[Source records]
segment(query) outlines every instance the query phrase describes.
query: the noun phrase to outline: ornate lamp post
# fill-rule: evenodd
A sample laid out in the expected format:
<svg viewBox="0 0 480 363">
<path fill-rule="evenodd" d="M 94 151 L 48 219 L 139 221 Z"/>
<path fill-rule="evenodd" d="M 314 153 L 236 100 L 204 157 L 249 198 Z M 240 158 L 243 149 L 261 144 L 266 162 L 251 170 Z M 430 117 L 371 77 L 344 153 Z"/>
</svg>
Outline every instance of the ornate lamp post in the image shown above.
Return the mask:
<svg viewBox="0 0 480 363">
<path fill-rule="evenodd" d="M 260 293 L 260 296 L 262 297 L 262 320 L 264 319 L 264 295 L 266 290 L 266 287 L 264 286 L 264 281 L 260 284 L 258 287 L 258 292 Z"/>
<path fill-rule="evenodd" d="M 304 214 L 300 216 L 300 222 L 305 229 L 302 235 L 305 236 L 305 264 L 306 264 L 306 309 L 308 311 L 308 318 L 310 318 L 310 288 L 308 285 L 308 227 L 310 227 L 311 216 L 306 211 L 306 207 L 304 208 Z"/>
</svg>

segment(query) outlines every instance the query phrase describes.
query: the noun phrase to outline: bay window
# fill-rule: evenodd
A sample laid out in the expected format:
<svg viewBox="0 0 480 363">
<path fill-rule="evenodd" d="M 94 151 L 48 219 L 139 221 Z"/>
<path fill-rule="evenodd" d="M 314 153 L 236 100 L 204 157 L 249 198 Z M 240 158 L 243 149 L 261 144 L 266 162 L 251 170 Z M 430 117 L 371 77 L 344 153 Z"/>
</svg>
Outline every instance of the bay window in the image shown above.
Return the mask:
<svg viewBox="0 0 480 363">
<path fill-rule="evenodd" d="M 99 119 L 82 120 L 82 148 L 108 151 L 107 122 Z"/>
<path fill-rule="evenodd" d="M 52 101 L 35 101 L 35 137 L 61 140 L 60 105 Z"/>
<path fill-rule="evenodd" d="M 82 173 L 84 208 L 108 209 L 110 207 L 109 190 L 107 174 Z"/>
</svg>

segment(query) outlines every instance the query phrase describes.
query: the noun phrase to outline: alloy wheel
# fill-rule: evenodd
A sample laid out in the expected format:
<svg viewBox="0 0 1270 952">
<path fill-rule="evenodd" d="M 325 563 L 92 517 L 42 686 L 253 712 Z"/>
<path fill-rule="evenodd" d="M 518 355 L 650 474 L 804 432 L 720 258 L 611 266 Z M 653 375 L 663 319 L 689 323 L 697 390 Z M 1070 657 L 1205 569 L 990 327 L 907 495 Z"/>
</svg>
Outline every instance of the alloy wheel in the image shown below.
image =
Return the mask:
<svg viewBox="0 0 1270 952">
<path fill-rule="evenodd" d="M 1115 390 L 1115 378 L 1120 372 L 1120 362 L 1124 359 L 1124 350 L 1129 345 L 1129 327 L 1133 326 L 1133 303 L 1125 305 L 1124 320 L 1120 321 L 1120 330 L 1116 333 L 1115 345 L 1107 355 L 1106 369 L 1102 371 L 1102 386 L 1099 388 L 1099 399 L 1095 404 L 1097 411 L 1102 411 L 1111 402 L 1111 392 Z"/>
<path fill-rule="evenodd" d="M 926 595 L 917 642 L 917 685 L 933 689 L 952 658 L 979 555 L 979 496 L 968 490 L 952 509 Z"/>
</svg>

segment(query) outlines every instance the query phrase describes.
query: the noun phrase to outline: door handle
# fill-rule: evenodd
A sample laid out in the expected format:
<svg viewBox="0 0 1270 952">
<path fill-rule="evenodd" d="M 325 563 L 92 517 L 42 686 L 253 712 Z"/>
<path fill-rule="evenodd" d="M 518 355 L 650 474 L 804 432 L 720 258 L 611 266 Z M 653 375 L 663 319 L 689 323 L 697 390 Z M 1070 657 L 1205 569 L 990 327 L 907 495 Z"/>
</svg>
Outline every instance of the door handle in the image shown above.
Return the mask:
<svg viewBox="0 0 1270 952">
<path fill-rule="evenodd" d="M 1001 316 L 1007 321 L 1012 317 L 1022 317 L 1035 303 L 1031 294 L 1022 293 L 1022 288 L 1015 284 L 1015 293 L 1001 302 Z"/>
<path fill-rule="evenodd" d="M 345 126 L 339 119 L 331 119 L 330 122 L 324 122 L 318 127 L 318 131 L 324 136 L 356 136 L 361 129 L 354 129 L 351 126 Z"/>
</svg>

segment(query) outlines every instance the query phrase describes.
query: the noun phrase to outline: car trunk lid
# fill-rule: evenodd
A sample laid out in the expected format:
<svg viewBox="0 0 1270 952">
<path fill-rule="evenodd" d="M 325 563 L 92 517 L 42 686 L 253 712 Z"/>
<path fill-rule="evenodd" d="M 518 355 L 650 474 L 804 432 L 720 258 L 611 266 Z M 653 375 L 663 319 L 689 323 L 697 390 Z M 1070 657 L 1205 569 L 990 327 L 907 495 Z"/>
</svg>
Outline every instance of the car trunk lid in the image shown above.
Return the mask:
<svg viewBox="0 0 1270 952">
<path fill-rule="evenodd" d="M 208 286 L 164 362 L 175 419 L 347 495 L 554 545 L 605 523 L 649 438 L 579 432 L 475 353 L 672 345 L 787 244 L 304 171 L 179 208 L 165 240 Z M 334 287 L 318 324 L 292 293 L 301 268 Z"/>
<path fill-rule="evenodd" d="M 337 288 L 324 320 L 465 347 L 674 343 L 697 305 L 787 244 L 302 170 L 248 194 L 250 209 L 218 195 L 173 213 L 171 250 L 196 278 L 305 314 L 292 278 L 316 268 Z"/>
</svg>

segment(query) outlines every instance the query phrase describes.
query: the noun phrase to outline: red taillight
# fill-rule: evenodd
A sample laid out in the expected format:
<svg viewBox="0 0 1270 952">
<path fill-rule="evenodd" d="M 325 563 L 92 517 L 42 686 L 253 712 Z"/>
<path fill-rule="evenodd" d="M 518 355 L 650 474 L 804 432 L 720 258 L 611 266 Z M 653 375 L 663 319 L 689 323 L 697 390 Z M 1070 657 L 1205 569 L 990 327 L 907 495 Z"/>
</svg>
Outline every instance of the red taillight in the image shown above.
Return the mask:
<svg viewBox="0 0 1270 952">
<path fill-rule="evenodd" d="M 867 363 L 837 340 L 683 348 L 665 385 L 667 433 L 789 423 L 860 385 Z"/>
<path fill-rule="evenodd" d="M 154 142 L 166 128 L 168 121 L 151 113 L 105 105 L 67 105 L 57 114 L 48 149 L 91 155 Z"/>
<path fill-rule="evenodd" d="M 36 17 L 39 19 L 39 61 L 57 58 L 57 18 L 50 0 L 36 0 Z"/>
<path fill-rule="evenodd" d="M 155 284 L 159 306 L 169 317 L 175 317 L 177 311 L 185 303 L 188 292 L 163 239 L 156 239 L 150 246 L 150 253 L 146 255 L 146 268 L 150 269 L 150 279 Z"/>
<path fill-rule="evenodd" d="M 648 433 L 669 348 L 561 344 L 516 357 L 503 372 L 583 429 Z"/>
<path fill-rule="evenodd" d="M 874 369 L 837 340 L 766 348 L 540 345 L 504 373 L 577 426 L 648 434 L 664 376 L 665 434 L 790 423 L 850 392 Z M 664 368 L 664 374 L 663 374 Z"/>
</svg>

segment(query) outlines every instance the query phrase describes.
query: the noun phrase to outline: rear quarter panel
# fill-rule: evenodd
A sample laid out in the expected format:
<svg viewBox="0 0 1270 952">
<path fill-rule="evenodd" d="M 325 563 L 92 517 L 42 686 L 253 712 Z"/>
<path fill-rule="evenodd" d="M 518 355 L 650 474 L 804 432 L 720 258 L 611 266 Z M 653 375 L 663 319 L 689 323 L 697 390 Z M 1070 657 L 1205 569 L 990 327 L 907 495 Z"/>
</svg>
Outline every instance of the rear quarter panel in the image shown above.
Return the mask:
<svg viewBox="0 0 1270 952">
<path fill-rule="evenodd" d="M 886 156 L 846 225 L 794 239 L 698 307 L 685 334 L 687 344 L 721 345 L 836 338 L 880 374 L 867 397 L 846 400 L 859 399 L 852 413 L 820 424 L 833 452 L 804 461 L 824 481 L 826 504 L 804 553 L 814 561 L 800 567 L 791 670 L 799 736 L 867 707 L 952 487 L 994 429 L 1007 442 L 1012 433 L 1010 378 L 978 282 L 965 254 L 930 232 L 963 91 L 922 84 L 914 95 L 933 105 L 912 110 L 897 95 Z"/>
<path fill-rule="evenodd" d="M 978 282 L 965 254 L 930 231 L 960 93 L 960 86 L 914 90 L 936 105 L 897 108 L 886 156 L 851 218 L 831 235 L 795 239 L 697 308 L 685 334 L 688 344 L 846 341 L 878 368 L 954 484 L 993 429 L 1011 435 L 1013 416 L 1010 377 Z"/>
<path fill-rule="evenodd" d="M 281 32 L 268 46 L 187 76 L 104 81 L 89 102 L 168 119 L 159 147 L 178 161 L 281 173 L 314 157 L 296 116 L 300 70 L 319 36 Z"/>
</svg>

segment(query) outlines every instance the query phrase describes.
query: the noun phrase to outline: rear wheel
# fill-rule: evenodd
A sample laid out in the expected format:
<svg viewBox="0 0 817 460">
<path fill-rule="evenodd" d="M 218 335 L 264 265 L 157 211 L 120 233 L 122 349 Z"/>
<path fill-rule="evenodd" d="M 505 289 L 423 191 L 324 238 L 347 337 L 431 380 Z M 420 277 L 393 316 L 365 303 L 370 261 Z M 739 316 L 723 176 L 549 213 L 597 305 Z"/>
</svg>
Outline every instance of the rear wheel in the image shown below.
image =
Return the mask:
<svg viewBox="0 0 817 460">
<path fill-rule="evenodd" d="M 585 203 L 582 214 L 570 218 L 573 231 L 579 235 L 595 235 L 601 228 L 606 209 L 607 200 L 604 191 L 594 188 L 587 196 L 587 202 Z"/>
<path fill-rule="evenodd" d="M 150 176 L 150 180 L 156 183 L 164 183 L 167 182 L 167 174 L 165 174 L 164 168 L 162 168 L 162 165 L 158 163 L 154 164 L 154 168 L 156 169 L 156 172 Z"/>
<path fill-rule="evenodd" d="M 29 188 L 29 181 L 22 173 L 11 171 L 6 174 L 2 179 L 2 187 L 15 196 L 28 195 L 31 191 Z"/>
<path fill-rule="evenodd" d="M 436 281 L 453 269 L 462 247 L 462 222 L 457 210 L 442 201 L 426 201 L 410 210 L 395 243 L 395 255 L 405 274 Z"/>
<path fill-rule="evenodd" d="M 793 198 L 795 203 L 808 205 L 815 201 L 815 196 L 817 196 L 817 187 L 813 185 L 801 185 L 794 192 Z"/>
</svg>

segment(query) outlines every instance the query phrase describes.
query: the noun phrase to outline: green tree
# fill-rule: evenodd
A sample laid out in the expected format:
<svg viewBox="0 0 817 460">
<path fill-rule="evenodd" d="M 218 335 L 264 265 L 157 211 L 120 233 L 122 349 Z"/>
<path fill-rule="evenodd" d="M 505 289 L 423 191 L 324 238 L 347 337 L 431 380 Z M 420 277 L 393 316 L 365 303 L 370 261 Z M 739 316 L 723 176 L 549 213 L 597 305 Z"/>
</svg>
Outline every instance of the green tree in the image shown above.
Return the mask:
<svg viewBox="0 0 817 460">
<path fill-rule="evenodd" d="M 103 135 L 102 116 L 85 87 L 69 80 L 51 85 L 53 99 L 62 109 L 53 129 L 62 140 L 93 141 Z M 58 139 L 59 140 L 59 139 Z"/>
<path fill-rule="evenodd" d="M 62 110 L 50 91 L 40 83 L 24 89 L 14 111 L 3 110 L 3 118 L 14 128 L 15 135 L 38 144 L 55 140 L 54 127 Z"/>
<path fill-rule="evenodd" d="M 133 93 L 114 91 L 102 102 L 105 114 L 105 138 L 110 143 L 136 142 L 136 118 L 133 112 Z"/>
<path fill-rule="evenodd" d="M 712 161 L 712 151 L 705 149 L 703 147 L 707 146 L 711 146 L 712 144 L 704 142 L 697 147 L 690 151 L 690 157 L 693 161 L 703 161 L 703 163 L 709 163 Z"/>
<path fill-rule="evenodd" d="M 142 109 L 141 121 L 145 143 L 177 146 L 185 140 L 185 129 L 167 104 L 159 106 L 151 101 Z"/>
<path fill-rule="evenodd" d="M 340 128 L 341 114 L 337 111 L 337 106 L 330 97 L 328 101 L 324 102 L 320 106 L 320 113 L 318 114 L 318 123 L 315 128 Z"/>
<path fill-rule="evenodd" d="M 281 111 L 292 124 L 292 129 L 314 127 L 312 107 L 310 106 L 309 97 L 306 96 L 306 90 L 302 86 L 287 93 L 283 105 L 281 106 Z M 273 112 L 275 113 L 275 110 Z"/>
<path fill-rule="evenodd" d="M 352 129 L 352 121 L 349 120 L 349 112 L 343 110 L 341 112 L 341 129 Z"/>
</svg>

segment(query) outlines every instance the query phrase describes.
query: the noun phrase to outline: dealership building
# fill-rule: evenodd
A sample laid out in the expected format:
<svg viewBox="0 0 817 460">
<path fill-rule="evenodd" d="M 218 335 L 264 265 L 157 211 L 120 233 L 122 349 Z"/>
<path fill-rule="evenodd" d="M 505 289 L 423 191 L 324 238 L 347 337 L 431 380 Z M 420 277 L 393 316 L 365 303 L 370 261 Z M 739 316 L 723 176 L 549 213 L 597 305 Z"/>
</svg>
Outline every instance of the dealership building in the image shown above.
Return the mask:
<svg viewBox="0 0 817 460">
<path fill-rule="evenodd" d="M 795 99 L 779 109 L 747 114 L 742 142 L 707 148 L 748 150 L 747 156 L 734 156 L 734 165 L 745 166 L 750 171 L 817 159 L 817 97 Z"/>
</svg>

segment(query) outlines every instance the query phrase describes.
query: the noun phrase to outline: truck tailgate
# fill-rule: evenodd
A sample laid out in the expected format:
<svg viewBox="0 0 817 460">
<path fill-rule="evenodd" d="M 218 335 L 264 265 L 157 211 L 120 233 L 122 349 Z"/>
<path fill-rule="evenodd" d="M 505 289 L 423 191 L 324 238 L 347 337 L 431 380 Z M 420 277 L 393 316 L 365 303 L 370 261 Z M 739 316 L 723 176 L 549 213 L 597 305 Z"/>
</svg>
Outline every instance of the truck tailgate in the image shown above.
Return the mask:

The exercise: From the data above, select every line that contains the word "tree" and copy each one in full. Case counts.

Complete response:
query: the noun phrase to outline: green tree
Outline every instance of the green tree in the image shown above.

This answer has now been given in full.